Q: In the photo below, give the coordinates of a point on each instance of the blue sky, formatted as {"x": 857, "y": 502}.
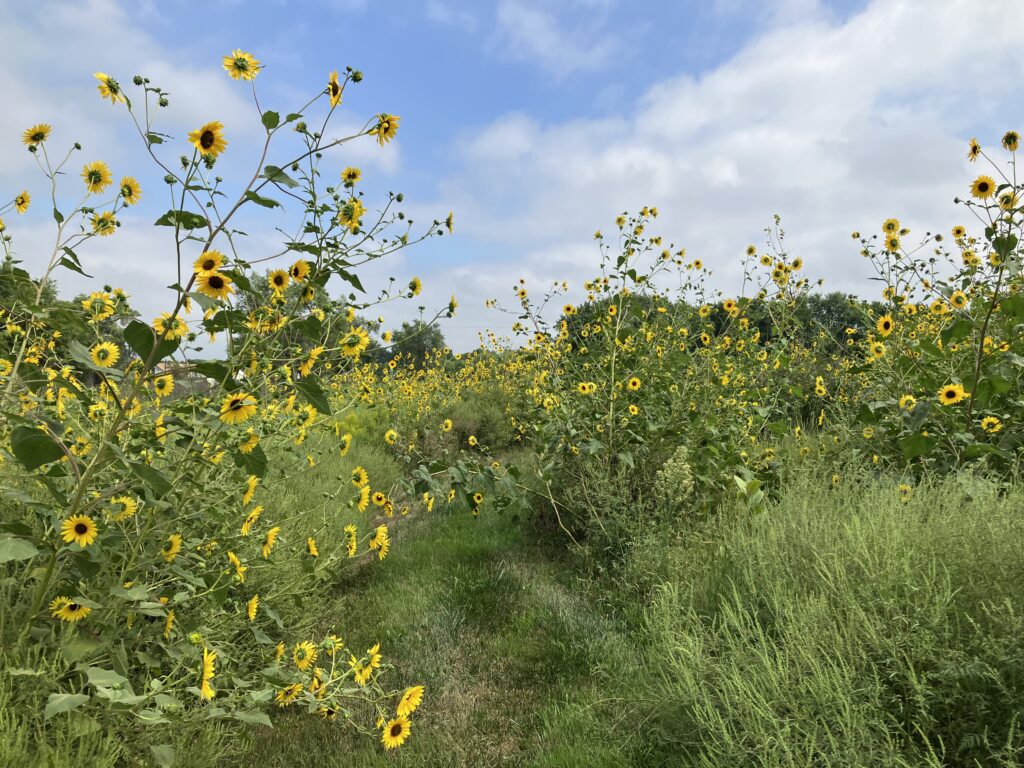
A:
{"x": 537, "y": 122}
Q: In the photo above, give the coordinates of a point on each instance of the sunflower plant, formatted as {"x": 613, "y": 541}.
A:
{"x": 150, "y": 558}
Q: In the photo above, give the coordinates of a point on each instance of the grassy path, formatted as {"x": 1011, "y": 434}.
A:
{"x": 491, "y": 621}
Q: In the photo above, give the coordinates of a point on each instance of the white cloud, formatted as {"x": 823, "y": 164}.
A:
{"x": 835, "y": 126}
{"x": 531, "y": 32}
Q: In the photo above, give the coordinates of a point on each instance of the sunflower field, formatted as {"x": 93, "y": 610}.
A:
{"x": 791, "y": 518}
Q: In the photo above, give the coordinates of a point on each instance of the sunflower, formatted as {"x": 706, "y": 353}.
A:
{"x": 278, "y": 280}
{"x": 104, "y": 354}
{"x": 238, "y": 408}
{"x": 207, "y": 673}
{"x": 80, "y": 529}
{"x": 351, "y": 213}
{"x": 171, "y": 549}
{"x": 163, "y": 385}
{"x": 242, "y": 66}
{"x": 289, "y": 694}
{"x": 334, "y": 89}
{"x": 950, "y": 394}
{"x": 103, "y": 224}
{"x": 991, "y": 424}
{"x": 67, "y": 609}
{"x": 123, "y": 507}
{"x": 411, "y": 699}
{"x": 208, "y": 261}
{"x": 395, "y": 732}
{"x": 350, "y": 176}
{"x": 209, "y": 139}
{"x": 170, "y": 329}
{"x": 240, "y": 569}
{"x": 304, "y": 654}
{"x": 387, "y": 126}
{"x": 96, "y": 176}
{"x": 973, "y": 150}
{"x": 36, "y": 134}
{"x": 214, "y": 285}
{"x": 983, "y": 187}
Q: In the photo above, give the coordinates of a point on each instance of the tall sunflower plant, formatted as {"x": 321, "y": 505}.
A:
{"x": 151, "y": 558}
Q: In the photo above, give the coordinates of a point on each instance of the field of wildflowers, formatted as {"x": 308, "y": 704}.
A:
{"x": 189, "y": 500}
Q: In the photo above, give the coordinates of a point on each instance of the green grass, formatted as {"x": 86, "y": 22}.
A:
{"x": 494, "y": 625}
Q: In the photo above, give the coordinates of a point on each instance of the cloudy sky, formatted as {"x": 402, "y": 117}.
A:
{"x": 538, "y": 121}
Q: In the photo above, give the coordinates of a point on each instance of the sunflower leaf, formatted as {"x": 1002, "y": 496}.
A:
{"x": 33, "y": 448}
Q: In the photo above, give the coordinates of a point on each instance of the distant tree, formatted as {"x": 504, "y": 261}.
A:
{"x": 416, "y": 340}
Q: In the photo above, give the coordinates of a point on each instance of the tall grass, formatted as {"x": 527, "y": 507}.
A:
{"x": 845, "y": 628}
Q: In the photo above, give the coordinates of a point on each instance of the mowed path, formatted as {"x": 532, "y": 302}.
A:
{"x": 498, "y": 629}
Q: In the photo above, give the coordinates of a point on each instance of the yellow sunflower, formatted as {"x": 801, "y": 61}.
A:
{"x": 80, "y": 529}
{"x": 67, "y": 609}
{"x": 104, "y": 354}
{"x": 387, "y": 126}
{"x": 278, "y": 280}
{"x": 214, "y": 285}
{"x": 395, "y": 732}
{"x": 238, "y": 408}
{"x": 36, "y": 134}
{"x": 130, "y": 190}
{"x": 109, "y": 88}
{"x": 304, "y": 654}
{"x": 983, "y": 187}
{"x": 209, "y": 139}
{"x": 242, "y": 66}
{"x": 334, "y": 89}
{"x": 950, "y": 394}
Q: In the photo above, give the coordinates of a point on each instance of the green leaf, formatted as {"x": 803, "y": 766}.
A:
{"x": 278, "y": 176}
{"x": 182, "y": 220}
{"x": 152, "y": 477}
{"x": 261, "y": 201}
{"x": 270, "y": 120}
{"x": 60, "y": 702}
{"x": 313, "y": 392}
{"x": 12, "y": 548}
{"x": 141, "y": 339}
{"x": 163, "y": 755}
{"x": 955, "y": 331}
{"x": 33, "y": 448}
{"x": 253, "y": 718}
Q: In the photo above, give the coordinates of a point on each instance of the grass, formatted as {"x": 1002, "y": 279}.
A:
{"x": 491, "y": 622}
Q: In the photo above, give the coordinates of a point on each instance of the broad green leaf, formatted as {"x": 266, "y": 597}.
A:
{"x": 33, "y": 448}
{"x": 60, "y": 702}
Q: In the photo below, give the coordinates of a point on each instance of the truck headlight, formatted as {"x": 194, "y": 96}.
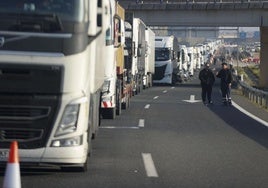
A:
{"x": 69, "y": 119}
{"x": 67, "y": 142}
{"x": 106, "y": 86}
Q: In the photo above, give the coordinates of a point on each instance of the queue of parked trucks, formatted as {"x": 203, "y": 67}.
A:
{"x": 65, "y": 65}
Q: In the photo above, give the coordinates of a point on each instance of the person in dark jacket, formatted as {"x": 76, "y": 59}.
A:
{"x": 207, "y": 79}
{"x": 226, "y": 77}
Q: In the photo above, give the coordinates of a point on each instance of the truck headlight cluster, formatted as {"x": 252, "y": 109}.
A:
{"x": 69, "y": 119}
{"x": 67, "y": 142}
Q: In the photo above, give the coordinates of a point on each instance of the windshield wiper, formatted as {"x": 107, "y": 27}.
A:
{"x": 35, "y": 22}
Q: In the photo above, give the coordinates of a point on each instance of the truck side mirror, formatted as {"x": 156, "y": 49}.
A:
{"x": 139, "y": 50}
{"x": 95, "y": 17}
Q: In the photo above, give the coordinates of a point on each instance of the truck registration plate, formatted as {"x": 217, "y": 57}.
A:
{"x": 4, "y": 154}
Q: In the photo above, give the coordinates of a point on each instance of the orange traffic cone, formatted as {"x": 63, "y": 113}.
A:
{"x": 12, "y": 174}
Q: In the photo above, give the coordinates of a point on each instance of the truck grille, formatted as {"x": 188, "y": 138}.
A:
{"x": 30, "y": 96}
{"x": 159, "y": 72}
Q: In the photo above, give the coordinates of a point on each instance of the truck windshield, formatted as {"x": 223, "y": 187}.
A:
{"x": 162, "y": 54}
{"x": 31, "y": 15}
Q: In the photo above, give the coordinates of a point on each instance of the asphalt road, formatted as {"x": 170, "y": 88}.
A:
{"x": 166, "y": 140}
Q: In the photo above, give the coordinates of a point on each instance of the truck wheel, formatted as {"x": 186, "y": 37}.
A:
{"x": 82, "y": 168}
{"x": 118, "y": 99}
{"x": 108, "y": 113}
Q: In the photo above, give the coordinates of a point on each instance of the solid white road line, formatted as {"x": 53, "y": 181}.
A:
{"x": 149, "y": 165}
{"x": 249, "y": 114}
{"x": 141, "y": 123}
{"x": 147, "y": 106}
{"x": 156, "y": 97}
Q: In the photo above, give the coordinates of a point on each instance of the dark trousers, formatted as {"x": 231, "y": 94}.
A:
{"x": 206, "y": 92}
{"x": 226, "y": 92}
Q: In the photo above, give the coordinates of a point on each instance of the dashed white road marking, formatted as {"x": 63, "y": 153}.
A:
{"x": 141, "y": 123}
{"x": 118, "y": 127}
{"x": 147, "y": 106}
{"x": 149, "y": 165}
{"x": 156, "y": 97}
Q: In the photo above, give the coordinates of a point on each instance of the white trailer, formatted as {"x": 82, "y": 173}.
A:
{"x": 183, "y": 62}
{"x": 149, "y": 58}
{"x": 52, "y": 72}
{"x": 113, "y": 90}
{"x": 166, "y": 60}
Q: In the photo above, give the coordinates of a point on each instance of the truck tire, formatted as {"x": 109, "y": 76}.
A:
{"x": 82, "y": 168}
{"x": 118, "y": 98}
{"x": 108, "y": 113}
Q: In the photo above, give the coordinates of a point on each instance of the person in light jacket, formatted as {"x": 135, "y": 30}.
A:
{"x": 207, "y": 79}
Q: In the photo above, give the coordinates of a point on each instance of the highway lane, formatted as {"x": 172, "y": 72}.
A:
{"x": 164, "y": 141}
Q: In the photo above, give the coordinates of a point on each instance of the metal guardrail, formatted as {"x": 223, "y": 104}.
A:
{"x": 194, "y": 1}
{"x": 257, "y": 96}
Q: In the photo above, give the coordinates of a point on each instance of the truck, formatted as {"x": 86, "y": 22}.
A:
{"x": 52, "y": 74}
{"x": 166, "y": 60}
{"x": 116, "y": 90}
{"x": 149, "y": 58}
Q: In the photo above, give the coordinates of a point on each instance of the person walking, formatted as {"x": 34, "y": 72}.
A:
{"x": 207, "y": 79}
{"x": 226, "y": 77}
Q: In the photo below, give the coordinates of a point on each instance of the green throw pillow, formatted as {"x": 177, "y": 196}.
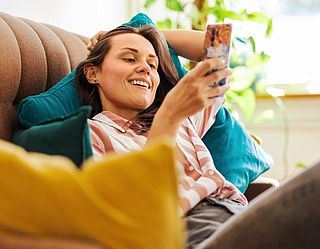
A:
{"x": 66, "y": 136}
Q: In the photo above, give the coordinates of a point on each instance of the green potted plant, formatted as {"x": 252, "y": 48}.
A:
{"x": 247, "y": 63}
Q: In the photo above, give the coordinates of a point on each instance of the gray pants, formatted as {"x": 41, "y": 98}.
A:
{"x": 285, "y": 218}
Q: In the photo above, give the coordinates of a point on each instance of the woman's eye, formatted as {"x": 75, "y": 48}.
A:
{"x": 152, "y": 65}
{"x": 130, "y": 59}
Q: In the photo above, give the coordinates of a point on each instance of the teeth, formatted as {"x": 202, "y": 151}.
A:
{"x": 140, "y": 83}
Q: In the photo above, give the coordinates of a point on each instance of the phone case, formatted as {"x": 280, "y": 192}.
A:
{"x": 217, "y": 43}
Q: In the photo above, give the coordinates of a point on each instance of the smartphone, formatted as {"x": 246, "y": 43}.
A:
{"x": 217, "y": 43}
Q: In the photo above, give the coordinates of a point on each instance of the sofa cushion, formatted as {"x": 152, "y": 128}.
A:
{"x": 247, "y": 160}
{"x": 67, "y": 136}
{"x": 62, "y": 99}
{"x": 109, "y": 201}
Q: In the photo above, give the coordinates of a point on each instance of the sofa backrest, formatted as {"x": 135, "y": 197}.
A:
{"x": 33, "y": 57}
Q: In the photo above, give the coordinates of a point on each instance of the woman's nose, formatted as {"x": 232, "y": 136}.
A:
{"x": 144, "y": 68}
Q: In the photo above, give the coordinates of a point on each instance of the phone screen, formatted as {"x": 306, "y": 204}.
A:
{"x": 217, "y": 43}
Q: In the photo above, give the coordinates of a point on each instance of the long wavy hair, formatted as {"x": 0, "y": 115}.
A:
{"x": 89, "y": 94}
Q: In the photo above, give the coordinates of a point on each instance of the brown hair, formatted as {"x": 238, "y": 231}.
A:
{"x": 89, "y": 94}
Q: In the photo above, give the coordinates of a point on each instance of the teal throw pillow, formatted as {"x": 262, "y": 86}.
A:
{"x": 235, "y": 153}
{"x": 68, "y": 136}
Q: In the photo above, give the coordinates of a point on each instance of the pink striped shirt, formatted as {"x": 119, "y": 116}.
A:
{"x": 198, "y": 177}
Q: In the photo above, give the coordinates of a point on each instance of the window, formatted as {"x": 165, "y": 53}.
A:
{"x": 294, "y": 45}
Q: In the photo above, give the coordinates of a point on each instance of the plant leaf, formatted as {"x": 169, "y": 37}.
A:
{"x": 148, "y": 3}
{"x": 165, "y": 24}
{"x": 174, "y": 5}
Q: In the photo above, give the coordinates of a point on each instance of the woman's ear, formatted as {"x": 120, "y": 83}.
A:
{"x": 91, "y": 73}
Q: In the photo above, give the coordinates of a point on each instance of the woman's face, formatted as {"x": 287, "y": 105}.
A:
{"x": 128, "y": 77}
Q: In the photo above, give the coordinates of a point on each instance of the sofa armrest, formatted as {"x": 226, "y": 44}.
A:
{"x": 260, "y": 185}
{"x": 33, "y": 242}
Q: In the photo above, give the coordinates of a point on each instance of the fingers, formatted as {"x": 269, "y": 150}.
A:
{"x": 218, "y": 90}
{"x": 214, "y": 78}
{"x": 204, "y": 67}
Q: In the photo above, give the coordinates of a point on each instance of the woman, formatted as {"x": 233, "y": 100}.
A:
{"x": 131, "y": 83}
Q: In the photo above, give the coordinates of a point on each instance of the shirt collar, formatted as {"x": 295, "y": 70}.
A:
{"x": 113, "y": 120}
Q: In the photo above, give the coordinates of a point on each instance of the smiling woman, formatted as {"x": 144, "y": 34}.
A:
{"x": 127, "y": 79}
{"x": 137, "y": 97}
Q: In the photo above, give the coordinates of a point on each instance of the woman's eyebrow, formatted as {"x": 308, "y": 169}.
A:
{"x": 137, "y": 51}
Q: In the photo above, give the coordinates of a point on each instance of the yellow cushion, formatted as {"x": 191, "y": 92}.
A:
{"x": 122, "y": 201}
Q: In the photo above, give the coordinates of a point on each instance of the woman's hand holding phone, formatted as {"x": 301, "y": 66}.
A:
{"x": 217, "y": 45}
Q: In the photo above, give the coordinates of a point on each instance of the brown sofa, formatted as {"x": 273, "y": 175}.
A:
{"x": 34, "y": 57}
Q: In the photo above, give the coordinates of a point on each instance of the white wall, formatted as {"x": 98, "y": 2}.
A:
{"x": 79, "y": 16}
{"x": 303, "y": 140}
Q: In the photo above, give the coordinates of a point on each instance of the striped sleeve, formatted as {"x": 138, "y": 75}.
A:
{"x": 203, "y": 120}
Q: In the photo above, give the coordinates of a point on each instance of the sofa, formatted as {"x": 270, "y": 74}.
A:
{"x": 29, "y": 53}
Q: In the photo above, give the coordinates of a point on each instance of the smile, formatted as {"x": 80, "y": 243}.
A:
{"x": 140, "y": 83}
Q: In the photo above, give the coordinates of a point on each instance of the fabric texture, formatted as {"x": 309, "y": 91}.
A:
{"x": 247, "y": 160}
{"x": 285, "y": 218}
{"x": 235, "y": 153}
{"x": 198, "y": 177}
{"x": 206, "y": 218}
{"x": 109, "y": 201}
{"x": 65, "y": 136}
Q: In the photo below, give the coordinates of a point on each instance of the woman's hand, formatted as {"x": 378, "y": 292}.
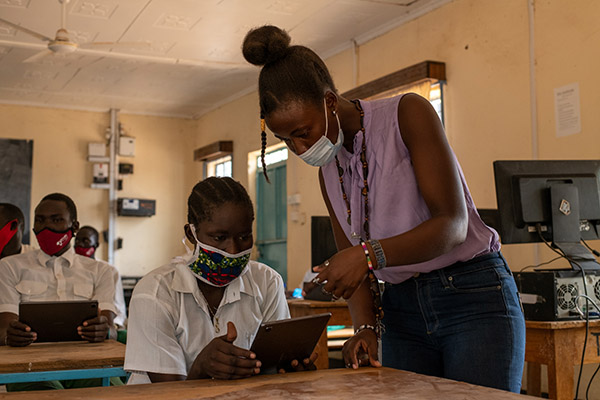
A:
{"x": 361, "y": 350}
{"x": 220, "y": 359}
{"x": 343, "y": 272}
{"x": 308, "y": 364}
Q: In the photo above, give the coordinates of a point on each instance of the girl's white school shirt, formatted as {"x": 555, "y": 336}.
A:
{"x": 170, "y": 324}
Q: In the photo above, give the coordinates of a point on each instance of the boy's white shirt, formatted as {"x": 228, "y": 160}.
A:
{"x": 169, "y": 322}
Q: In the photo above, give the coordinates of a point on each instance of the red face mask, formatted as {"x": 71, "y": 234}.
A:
{"x": 85, "y": 251}
{"x": 7, "y": 232}
{"x": 51, "y": 242}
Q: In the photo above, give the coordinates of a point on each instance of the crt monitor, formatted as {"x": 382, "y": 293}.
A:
{"x": 322, "y": 241}
{"x": 549, "y": 200}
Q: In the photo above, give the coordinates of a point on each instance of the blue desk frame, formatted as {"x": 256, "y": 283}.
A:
{"x": 39, "y": 376}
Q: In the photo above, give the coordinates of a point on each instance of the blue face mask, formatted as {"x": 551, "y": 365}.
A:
{"x": 323, "y": 151}
{"x": 217, "y": 267}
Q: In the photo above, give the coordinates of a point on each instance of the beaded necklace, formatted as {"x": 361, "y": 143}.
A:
{"x": 374, "y": 283}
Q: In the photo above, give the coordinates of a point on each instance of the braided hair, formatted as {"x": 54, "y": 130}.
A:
{"x": 289, "y": 73}
{"x": 213, "y": 192}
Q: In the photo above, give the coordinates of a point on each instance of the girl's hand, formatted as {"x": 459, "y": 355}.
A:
{"x": 308, "y": 364}
{"x": 361, "y": 350}
{"x": 95, "y": 329}
{"x": 19, "y": 335}
{"x": 343, "y": 272}
{"x": 220, "y": 359}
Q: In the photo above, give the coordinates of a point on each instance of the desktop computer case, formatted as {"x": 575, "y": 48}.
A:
{"x": 550, "y": 295}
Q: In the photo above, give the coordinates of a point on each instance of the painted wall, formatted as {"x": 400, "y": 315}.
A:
{"x": 162, "y": 171}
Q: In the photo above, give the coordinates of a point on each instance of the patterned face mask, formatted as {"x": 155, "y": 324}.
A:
{"x": 217, "y": 267}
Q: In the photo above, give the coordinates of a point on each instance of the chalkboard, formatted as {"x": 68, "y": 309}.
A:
{"x": 15, "y": 176}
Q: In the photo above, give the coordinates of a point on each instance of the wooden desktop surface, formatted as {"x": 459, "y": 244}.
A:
{"x": 365, "y": 383}
{"x": 61, "y": 356}
{"x": 559, "y": 345}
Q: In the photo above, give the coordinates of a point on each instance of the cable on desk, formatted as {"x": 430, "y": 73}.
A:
{"x": 540, "y": 264}
{"x": 538, "y": 227}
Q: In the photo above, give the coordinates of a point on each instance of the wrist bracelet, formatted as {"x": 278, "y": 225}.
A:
{"x": 366, "y": 250}
{"x": 365, "y": 326}
{"x": 379, "y": 254}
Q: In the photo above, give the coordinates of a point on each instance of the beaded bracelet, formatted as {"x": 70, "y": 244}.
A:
{"x": 367, "y": 254}
{"x": 365, "y": 326}
{"x": 379, "y": 254}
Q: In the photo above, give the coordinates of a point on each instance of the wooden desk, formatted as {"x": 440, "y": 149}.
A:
{"x": 64, "y": 360}
{"x": 559, "y": 345}
{"x": 365, "y": 383}
{"x": 340, "y": 315}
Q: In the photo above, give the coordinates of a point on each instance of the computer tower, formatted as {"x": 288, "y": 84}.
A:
{"x": 550, "y": 295}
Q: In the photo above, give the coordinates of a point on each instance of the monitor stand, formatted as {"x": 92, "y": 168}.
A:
{"x": 566, "y": 233}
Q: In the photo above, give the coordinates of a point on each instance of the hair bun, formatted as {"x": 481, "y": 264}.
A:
{"x": 265, "y": 44}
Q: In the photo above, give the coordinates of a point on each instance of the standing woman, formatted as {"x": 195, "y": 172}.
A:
{"x": 401, "y": 213}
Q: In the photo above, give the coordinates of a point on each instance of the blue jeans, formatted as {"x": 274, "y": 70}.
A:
{"x": 462, "y": 322}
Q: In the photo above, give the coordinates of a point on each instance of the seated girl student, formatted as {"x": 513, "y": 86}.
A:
{"x": 402, "y": 213}
{"x": 196, "y": 317}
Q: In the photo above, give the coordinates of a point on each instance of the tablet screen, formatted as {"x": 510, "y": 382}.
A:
{"x": 277, "y": 343}
{"x": 57, "y": 321}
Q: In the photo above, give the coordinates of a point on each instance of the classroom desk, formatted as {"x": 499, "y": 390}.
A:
{"x": 559, "y": 345}
{"x": 340, "y": 315}
{"x": 64, "y": 360}
{"x": 365, "y": 383}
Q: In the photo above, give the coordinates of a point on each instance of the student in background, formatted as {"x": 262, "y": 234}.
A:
{"x": 87, "y": 242}
{"x": 12, "y": 222}
{"x": 54, "y": 273}
{"x": 196, "y": 317}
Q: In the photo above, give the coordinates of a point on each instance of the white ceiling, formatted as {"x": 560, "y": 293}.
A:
{"x": 190, "y": 60}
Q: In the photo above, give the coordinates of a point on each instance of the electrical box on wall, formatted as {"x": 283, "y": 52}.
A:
{"x": 129, "y": 207}
{"x": 125, "y": 168}
{"x": 126, "y": 146}
{"x": 101, "y": 173}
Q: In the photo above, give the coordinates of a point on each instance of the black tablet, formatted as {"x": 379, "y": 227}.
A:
{"x": 277, "y": 343}
{"x": 57, "y": 321}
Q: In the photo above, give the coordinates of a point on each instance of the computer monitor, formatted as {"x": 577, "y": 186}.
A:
{"x": 557, "y": 201}
{"x": 322, "y": 241}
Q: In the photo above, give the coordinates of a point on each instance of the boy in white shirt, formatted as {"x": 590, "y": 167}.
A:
{"x": 53, "y": 273}
{"x": 196, "y": 317}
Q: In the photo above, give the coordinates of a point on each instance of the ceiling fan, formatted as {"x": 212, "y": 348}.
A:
{"x": 62, "y": 44}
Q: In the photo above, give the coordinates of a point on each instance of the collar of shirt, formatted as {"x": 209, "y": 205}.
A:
{"x": 68, "y": 256}
{"x": 184, "y": 281}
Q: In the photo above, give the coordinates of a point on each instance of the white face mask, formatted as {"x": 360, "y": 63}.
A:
{"x": 323, "y": 151}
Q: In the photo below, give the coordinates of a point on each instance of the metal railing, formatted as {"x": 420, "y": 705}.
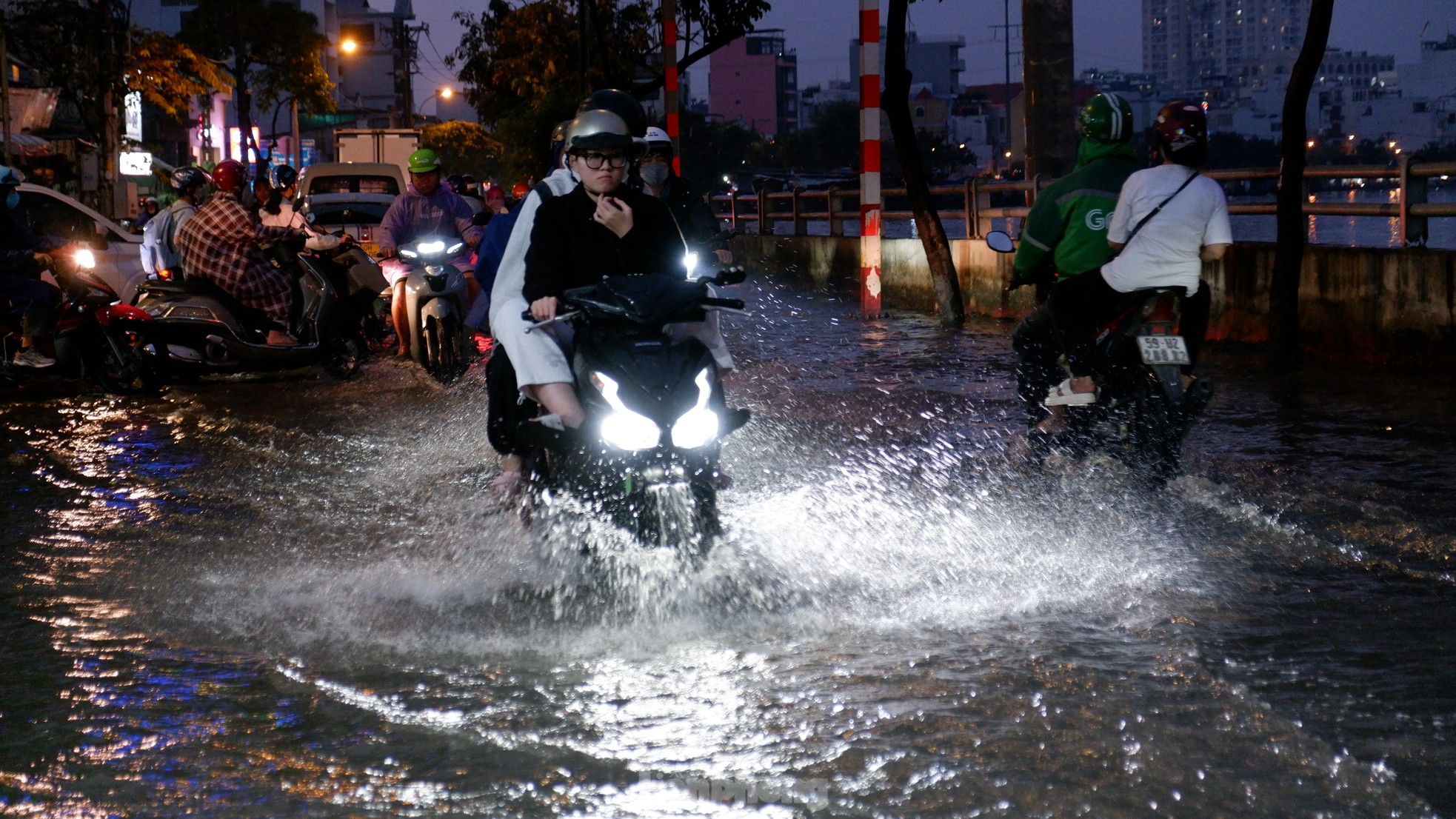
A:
{"x": 973, "y": 201}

━━━━━━━━━━━━━━━━

An answer is complete only when it holds every line above containing the string "screen".

Q: In the photo above, give the coordinates of a point on each instance of the phone screen, formatted as {"x": 306, "y": 204}.
Q: In the photo above, give the coordinates of a point on each instance of the tablet screen, formatted as {"x": 510, "y": 382}.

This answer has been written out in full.